>>
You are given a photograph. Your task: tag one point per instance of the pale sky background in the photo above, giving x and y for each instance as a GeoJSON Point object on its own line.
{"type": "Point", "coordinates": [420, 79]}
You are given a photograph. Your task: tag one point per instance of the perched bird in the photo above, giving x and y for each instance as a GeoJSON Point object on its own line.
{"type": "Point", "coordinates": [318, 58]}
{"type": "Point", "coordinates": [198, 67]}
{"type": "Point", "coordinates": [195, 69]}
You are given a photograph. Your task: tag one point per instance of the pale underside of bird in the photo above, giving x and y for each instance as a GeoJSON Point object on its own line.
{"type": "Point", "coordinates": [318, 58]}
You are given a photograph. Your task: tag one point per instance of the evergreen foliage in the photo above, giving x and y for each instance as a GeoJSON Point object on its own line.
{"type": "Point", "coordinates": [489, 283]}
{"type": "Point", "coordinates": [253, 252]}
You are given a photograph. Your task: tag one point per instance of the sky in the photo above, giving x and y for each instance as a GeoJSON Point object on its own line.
<<
§ **What you need to do**: Copy the material above verbatim.

§ **Task answer**:
You are given a photograph. Your task: tag one point per instance of the pale sky background in the photo above, giving x and y for each instance as a GeoJSON Point object on its own line.
{"type": "Point", "coordinates": [420, 79]}
You are given a photograph. Your task: tag one point per instance of the perched bird in the photo above, giving x and y for each instance as a GeoJSON Point object on its own line.
{"type": "Point", "coordinates": [318, 58]}
{"type": "Point", "coordinates": [198, 67]}
{"type": "Point", "coordinates": [195, 69]}
You are given a photograph. Your task: tag one point per instance of the pale underside of bird in the photo above, giving x and y for each instance as a GeoJSON Point object on its own line.
{"type": "Point", "coordinates": [318, 58]}
You are given a photograph. Your task: tag one point per instance of the evergreen foliage in the photo above, giving x and y for each instance as a GeoJSON Point object on its own line.
{"type": "Point", "coordinates": [489, 283]}
{"type": "Point", "coordinates": [253, 252]}
You are given a photograph. Your task: tag one point per instance of the sky in the photo above, giving x and y for each instance as a GeoJSON Point object on its own line.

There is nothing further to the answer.